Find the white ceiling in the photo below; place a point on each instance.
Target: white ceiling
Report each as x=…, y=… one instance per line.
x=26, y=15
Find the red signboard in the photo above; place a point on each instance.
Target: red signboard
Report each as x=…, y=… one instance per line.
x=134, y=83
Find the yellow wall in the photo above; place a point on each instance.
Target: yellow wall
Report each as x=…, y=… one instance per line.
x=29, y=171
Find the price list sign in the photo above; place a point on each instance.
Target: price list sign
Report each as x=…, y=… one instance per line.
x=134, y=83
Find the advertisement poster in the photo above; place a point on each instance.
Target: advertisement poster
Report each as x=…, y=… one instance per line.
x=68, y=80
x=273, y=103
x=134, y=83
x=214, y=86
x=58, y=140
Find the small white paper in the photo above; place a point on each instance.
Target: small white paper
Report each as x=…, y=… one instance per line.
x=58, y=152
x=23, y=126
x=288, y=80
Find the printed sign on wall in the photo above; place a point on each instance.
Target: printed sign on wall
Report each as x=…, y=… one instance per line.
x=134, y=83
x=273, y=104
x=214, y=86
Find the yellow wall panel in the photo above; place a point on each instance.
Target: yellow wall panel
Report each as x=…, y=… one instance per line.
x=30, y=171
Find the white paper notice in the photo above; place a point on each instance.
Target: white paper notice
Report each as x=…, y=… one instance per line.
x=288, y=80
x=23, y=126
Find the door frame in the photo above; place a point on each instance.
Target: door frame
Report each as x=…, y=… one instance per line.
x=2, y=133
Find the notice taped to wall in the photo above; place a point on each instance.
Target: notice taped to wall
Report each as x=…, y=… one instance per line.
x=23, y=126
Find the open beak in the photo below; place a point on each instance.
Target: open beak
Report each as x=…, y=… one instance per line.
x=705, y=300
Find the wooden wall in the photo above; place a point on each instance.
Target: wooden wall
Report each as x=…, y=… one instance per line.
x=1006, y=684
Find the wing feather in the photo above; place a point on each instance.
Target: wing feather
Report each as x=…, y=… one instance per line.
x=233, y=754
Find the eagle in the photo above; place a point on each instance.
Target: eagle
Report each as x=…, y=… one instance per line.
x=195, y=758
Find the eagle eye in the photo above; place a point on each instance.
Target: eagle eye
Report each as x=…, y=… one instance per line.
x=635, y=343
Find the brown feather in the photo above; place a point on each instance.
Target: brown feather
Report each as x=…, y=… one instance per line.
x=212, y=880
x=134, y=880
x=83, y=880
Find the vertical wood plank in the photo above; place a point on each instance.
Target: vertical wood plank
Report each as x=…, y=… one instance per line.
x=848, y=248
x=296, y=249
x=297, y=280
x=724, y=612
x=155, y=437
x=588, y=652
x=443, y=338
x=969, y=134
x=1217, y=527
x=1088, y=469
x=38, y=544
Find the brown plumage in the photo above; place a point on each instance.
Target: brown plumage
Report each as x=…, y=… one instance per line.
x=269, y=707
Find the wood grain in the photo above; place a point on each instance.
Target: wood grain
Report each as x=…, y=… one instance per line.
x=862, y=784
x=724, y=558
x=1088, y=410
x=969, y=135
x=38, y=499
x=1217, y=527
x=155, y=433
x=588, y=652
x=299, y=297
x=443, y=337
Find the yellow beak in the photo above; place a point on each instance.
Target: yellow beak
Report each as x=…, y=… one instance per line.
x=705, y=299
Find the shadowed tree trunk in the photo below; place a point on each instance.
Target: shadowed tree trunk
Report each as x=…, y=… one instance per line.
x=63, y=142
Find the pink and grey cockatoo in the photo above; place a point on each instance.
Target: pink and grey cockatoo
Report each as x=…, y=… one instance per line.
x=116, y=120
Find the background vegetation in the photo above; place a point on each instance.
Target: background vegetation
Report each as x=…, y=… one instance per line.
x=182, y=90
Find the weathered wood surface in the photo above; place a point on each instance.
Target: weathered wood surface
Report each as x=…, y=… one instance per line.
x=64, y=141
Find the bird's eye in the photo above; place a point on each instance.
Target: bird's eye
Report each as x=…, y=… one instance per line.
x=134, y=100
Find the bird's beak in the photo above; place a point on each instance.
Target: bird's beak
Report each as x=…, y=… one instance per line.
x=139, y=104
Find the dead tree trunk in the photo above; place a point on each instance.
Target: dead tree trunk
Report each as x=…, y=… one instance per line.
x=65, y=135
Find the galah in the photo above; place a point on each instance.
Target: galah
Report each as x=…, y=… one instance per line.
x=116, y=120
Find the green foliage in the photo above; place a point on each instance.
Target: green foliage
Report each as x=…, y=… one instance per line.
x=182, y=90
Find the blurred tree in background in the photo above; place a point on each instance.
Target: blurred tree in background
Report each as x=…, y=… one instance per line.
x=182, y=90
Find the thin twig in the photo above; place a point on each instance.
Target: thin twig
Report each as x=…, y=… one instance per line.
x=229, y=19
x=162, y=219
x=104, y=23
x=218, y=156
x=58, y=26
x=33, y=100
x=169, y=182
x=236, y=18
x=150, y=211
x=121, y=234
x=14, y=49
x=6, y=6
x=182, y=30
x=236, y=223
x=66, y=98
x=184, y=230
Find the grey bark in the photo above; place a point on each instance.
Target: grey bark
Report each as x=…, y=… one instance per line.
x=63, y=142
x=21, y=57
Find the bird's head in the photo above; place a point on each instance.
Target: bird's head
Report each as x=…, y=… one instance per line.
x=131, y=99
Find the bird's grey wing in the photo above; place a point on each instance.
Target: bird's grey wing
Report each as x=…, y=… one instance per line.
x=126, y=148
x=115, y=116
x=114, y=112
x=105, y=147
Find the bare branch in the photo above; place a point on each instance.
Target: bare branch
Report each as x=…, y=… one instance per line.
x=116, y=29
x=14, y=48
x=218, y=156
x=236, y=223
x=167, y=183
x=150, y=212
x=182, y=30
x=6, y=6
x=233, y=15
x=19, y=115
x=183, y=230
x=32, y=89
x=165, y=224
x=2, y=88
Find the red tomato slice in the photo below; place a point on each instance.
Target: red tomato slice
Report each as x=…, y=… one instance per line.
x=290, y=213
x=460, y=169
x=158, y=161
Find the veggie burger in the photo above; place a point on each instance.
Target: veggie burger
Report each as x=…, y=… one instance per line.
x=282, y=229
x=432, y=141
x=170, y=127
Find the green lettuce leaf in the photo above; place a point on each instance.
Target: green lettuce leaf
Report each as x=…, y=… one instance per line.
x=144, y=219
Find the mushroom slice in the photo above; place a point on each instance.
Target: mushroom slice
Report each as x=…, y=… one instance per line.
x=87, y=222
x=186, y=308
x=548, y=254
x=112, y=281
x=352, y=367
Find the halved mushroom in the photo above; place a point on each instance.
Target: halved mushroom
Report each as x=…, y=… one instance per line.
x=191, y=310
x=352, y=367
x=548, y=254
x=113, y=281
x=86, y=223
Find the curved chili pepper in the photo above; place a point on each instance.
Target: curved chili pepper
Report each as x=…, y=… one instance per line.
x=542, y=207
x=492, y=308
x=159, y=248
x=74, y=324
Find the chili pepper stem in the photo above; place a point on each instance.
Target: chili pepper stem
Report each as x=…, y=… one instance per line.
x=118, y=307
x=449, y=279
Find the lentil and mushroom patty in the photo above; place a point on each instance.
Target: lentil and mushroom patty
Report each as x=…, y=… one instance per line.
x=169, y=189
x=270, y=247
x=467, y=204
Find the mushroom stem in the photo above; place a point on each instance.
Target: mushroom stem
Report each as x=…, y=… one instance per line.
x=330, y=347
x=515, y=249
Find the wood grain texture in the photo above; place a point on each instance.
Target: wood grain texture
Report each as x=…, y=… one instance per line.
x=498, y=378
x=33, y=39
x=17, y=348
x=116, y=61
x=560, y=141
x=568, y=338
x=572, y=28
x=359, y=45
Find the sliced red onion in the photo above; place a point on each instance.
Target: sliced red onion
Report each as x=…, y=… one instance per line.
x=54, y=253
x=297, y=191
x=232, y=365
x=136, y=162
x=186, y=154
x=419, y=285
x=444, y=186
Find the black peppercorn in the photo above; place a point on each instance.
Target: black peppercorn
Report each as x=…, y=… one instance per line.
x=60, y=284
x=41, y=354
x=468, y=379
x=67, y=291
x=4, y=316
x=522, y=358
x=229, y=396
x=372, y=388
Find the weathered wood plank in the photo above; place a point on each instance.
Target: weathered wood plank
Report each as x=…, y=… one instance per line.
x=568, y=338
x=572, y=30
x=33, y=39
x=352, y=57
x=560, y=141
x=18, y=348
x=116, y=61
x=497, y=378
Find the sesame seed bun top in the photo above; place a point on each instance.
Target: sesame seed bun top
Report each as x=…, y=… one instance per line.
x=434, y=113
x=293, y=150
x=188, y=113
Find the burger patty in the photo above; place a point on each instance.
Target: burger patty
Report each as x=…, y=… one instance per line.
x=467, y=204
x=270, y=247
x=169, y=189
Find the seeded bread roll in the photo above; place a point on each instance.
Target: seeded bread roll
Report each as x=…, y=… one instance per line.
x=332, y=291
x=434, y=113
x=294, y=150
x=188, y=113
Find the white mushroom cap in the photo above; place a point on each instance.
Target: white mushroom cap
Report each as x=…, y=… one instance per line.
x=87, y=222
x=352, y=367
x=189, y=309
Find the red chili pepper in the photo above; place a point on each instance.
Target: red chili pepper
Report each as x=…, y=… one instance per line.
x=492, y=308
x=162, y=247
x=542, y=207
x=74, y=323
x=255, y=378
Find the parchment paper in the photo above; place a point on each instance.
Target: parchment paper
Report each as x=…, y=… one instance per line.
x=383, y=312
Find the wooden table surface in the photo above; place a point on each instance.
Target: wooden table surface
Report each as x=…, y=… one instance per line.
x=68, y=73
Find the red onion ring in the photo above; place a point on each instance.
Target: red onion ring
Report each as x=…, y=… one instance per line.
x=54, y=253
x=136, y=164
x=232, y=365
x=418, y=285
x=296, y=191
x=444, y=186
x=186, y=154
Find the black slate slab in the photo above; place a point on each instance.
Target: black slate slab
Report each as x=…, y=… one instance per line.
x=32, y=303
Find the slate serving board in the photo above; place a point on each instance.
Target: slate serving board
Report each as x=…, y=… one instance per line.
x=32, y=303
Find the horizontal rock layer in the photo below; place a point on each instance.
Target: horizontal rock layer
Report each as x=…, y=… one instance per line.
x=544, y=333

#####

◆ DO THIS: Reproduce verbatim the lines of the data above, beginning at the line that has "Find the printed" and stopping after the line that has "x=30, y=171". Include both of those lines.

◆ WORKED ANSWER:
Find the printed sign on wall in the photo above; place a point on each instance.
Target: printed sign on wall
Report each as x=…, y=… one instance per line.
x=134, y=83
x=273, y=104
x=214, y=86
Find the yellow wall panel in the photo above; place a point on each instance.
Target: yellow wall panel
Report each as x=…, y=… one instance per line.
x=30, y=171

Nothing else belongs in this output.